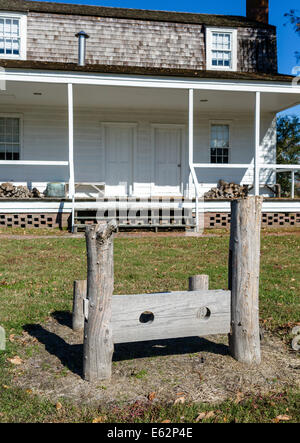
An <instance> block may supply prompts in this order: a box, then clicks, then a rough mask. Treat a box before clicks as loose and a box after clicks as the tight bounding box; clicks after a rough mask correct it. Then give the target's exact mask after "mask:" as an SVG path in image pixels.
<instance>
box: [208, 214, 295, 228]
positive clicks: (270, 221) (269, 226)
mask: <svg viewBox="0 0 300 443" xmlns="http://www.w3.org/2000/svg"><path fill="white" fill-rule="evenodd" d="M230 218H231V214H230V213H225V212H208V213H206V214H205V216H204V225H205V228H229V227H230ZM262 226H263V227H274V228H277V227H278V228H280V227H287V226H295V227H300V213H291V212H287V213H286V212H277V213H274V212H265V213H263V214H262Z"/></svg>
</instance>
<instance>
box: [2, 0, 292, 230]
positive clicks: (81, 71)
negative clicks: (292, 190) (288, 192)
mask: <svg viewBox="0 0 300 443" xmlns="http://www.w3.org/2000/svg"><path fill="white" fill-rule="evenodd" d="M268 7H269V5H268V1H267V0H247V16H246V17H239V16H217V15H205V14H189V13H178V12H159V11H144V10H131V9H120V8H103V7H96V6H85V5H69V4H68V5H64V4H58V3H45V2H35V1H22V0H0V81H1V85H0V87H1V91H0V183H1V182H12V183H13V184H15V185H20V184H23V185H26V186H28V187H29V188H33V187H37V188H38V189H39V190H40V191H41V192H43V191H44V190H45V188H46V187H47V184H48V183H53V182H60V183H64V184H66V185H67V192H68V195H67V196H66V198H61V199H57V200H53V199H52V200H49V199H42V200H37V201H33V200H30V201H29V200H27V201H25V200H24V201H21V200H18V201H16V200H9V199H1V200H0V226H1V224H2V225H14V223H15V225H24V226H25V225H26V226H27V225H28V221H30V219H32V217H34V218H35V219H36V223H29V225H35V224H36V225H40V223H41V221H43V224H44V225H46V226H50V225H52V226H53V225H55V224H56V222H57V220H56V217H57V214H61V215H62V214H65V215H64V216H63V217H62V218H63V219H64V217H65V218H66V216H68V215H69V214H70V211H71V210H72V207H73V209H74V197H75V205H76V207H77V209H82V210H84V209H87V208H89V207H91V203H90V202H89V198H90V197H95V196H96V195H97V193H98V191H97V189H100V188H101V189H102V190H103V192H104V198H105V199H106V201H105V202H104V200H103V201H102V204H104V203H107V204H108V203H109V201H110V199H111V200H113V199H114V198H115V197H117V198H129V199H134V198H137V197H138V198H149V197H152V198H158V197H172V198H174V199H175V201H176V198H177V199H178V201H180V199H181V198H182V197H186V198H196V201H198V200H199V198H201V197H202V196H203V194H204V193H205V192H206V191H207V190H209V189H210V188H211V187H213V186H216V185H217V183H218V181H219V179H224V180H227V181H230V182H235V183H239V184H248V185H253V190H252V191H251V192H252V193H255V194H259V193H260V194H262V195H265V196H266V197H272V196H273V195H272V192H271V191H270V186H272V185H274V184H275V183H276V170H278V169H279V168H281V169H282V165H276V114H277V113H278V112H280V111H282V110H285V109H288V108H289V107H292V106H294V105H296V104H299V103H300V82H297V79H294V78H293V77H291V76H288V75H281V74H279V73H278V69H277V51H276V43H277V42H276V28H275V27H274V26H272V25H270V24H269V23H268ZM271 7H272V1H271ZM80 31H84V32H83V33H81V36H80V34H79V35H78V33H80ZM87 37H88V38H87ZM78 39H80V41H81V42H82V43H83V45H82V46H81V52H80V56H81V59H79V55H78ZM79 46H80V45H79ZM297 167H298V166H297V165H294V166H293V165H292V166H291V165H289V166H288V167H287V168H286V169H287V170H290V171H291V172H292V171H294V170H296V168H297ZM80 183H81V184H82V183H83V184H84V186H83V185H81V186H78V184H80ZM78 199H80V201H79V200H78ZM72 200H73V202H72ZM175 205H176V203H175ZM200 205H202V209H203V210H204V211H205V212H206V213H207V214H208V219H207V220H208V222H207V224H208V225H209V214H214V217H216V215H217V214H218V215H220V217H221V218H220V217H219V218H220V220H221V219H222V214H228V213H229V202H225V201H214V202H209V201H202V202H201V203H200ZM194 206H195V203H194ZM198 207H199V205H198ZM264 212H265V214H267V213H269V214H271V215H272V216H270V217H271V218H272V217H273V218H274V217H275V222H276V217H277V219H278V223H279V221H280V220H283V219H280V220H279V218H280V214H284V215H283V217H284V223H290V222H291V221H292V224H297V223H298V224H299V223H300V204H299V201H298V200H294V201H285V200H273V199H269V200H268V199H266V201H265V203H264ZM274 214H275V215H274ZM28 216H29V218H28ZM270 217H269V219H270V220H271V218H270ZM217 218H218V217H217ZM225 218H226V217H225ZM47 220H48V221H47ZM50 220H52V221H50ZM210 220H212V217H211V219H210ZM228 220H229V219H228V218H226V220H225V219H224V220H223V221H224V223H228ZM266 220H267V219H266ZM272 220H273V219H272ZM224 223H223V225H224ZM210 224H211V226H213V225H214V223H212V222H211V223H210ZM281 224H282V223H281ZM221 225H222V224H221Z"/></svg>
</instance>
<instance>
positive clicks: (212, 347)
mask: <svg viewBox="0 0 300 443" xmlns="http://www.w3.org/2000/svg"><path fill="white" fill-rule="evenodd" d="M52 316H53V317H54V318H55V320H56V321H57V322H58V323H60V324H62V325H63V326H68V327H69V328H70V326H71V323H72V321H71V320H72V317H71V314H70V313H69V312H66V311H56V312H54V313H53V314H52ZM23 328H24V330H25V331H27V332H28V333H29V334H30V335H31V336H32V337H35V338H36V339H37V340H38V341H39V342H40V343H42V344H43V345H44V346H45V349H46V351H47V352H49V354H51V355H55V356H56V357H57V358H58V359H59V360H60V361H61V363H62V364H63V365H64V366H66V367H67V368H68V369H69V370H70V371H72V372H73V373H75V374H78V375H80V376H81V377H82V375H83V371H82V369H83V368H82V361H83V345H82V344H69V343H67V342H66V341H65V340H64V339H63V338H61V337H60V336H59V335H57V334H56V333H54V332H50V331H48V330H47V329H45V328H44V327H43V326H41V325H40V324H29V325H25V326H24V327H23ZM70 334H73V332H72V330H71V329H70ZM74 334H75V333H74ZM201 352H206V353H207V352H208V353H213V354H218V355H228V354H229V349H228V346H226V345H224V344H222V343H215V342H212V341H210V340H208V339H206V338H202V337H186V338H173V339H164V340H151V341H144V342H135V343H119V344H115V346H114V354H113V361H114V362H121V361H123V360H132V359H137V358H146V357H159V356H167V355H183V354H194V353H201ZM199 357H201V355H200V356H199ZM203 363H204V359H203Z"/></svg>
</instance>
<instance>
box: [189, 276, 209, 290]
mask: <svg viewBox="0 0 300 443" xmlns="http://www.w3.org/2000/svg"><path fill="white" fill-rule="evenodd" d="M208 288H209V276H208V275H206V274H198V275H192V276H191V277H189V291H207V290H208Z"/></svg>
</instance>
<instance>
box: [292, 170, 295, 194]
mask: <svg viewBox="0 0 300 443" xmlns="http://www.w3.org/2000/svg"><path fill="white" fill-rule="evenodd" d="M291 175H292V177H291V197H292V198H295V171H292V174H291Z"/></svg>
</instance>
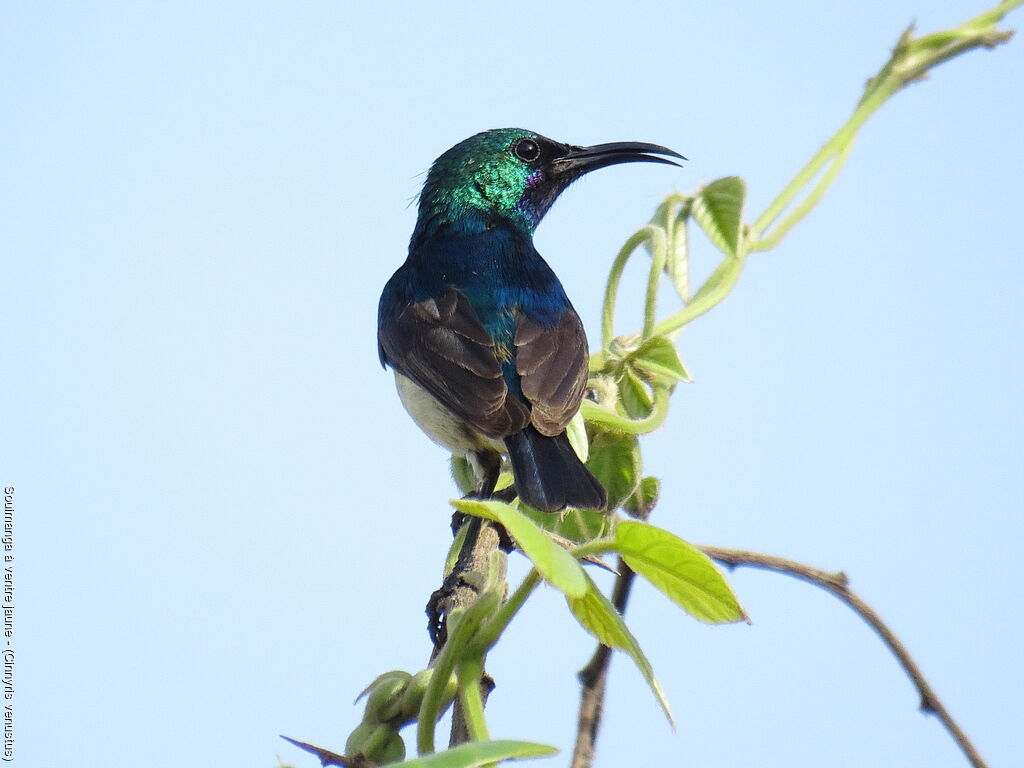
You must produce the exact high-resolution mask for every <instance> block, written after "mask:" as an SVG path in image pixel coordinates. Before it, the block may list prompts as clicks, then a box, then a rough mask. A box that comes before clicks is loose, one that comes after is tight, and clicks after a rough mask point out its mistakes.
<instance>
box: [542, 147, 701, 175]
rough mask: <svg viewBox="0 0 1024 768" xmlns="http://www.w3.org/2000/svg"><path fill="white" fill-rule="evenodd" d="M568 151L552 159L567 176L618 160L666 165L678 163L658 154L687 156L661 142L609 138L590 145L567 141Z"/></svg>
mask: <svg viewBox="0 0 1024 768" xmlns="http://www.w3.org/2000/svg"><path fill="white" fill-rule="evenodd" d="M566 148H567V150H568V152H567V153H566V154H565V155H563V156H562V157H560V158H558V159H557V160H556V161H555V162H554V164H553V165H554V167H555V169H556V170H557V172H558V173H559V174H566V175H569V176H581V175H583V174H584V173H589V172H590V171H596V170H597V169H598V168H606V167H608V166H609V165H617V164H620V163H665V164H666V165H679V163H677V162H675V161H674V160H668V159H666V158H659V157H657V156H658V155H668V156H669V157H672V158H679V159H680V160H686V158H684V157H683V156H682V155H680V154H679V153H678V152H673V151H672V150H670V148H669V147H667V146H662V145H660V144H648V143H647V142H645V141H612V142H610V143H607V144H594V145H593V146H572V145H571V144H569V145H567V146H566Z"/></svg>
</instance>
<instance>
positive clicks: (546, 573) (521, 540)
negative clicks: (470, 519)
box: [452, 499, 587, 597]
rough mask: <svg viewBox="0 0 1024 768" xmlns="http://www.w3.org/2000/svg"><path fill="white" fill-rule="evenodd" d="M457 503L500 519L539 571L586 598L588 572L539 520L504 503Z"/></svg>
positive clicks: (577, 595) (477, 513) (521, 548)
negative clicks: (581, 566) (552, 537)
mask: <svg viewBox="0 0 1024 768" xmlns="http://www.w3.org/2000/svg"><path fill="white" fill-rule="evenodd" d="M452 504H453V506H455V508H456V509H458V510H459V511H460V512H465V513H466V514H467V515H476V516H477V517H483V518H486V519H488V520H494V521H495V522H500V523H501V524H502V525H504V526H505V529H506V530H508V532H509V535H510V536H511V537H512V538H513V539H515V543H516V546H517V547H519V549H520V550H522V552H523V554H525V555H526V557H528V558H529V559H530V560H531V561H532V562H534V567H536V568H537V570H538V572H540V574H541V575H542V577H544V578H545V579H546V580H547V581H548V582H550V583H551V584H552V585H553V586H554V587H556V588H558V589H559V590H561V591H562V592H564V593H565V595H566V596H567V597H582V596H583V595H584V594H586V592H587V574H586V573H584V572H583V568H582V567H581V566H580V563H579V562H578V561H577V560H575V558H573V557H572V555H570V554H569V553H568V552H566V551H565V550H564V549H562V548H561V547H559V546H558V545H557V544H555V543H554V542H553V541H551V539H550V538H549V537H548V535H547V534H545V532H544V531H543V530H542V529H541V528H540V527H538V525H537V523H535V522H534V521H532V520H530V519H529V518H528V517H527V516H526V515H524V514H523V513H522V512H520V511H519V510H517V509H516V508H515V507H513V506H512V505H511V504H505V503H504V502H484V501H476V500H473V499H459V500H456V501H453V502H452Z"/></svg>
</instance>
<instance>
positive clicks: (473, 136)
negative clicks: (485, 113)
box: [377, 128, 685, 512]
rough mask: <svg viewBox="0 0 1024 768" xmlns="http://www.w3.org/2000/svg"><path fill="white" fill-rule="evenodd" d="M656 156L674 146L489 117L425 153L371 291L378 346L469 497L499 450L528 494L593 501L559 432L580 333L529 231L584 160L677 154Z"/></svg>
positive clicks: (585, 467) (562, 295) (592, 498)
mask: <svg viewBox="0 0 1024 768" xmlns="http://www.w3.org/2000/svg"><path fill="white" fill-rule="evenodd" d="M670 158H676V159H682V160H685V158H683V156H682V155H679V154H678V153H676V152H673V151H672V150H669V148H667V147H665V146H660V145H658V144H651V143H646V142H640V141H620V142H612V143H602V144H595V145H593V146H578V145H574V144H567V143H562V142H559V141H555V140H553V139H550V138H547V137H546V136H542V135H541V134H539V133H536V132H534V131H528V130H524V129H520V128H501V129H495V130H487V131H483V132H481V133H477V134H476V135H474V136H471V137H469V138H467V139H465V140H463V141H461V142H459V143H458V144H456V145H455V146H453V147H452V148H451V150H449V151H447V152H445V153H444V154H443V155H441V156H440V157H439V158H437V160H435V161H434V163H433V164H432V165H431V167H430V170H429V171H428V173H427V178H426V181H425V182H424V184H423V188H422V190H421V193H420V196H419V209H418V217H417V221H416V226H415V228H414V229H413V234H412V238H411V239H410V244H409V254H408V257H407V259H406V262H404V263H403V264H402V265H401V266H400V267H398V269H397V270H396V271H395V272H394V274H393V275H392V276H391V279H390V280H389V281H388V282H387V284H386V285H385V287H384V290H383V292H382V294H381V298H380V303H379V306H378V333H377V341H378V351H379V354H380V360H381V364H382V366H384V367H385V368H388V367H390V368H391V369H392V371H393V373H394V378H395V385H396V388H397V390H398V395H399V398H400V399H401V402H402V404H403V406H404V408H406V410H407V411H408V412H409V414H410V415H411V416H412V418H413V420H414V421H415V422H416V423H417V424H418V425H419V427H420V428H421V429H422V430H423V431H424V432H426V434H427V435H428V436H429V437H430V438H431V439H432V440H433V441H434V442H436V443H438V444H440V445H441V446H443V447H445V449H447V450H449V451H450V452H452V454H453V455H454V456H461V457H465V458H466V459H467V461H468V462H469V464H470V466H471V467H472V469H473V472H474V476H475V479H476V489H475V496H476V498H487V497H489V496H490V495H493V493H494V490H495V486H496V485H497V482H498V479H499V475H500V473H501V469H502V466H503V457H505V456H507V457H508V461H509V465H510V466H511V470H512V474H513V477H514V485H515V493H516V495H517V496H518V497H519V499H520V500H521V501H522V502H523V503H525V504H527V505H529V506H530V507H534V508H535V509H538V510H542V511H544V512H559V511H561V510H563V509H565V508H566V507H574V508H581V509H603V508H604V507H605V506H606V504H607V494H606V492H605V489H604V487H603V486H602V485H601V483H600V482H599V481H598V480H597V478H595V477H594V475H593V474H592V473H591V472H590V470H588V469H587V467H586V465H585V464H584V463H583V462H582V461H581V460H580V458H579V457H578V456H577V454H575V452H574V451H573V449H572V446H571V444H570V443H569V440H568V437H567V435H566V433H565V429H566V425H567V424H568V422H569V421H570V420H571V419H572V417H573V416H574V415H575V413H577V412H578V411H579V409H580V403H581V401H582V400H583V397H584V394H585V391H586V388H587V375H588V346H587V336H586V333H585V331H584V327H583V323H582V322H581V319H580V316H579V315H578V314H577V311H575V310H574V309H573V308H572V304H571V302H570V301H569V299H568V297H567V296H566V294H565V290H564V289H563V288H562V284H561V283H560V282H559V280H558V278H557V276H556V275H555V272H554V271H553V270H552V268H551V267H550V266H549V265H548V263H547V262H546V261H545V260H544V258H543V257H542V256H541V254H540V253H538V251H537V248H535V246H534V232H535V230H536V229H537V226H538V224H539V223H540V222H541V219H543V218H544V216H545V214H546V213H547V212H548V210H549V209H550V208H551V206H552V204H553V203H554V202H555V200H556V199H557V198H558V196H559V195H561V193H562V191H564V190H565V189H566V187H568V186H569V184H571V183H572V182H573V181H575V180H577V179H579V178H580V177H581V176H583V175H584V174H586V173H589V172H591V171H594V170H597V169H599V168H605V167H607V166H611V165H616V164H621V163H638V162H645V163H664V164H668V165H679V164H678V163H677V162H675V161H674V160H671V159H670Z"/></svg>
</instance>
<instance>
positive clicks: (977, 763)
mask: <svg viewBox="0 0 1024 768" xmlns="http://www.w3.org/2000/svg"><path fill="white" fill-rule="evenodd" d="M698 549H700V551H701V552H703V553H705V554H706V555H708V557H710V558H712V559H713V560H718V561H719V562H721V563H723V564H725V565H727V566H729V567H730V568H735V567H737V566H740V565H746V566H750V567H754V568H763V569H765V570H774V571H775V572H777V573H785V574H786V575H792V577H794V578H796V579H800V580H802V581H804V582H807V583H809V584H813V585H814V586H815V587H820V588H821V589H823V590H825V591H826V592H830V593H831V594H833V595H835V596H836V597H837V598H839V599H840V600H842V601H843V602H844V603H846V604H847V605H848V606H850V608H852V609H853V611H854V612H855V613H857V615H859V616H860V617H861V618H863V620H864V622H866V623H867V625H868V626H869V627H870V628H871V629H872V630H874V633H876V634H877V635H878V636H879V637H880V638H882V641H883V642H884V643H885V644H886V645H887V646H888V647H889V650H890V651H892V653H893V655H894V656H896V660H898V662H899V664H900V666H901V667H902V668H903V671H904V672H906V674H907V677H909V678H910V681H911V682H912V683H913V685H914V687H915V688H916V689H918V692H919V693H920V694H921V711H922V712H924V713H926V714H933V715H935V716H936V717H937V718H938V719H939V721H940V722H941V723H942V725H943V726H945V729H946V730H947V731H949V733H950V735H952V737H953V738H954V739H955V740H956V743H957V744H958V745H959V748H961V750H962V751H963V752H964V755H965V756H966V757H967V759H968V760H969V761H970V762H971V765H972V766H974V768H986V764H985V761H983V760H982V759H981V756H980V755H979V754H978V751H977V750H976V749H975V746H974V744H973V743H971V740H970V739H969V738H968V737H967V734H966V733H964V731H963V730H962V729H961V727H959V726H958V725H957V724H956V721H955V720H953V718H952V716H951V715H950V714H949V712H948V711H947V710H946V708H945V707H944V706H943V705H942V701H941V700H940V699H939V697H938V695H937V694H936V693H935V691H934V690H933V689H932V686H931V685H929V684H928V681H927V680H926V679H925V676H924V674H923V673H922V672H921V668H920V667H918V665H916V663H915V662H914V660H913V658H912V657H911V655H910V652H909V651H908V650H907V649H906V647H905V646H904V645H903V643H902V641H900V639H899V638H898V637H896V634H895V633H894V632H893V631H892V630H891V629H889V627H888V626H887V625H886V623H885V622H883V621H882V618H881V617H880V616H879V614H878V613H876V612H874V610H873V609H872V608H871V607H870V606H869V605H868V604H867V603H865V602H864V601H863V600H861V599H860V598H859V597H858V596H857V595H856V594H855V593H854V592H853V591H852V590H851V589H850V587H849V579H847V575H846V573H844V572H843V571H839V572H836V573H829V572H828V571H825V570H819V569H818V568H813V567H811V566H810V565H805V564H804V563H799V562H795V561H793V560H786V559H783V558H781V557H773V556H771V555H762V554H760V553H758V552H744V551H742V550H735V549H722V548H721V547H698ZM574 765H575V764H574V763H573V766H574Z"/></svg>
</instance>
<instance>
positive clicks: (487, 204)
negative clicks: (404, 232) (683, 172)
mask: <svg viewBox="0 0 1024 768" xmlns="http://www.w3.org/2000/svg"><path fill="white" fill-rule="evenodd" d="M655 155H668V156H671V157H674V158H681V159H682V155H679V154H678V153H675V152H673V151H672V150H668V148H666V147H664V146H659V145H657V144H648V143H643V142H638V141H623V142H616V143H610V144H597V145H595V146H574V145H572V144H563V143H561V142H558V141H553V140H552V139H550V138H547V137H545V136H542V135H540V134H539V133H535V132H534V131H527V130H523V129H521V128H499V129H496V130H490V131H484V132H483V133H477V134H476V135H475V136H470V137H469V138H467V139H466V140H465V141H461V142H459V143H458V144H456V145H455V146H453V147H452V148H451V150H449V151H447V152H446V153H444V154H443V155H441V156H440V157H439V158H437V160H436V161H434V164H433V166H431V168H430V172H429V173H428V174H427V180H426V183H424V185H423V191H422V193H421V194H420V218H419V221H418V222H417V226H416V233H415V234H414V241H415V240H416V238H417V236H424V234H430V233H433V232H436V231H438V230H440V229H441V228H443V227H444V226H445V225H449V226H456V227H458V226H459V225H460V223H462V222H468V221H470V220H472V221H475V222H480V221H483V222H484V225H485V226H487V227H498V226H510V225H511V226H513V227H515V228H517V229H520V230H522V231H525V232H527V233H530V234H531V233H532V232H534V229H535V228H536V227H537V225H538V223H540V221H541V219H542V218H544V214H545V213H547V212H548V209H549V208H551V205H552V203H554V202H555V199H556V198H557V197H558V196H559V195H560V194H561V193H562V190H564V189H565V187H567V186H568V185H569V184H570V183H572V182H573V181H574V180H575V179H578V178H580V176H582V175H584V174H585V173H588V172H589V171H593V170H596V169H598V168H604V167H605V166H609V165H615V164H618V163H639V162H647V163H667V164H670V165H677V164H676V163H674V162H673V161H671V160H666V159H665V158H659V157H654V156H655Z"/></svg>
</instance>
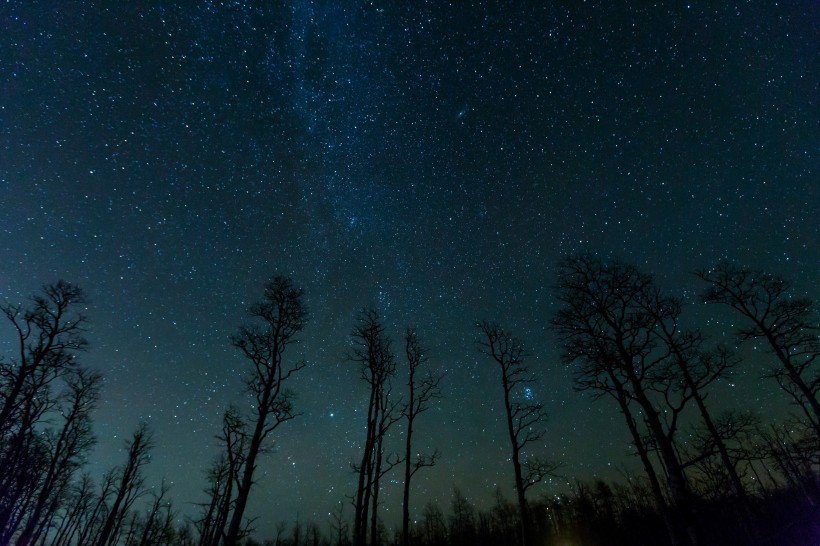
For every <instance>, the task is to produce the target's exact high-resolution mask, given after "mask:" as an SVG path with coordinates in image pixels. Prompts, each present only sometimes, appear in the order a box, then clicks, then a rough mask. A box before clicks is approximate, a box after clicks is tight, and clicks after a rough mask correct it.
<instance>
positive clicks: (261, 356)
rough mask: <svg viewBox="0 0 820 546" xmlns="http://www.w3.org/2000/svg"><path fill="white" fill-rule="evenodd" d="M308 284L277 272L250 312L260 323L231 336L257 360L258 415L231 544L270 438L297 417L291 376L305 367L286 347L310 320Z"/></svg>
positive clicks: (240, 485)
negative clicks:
------------------------
● **WHAT IS REQUIRED**: Output the lines above, from the one containing "156L674 146L489 117L425" through the one containing "positive clicks: (585, 467)", as a numbered list without any blank lines.

● **THE ANSWER**:
1. rough mask: <svg viewBox="0 0 1024 768" xmlns="http://www.w3.org/2000/svg"><path fill="white" fill-rule="evenodd" d="M656 156L674 146L489 117L425 153L371 291L378 346L469 497L499 450L528 494L593 501L559 432L580 333L529 231L584 160L677 154Z"/></svg>
2. positive clicks: (585, 467) (562, 295) (592, 498)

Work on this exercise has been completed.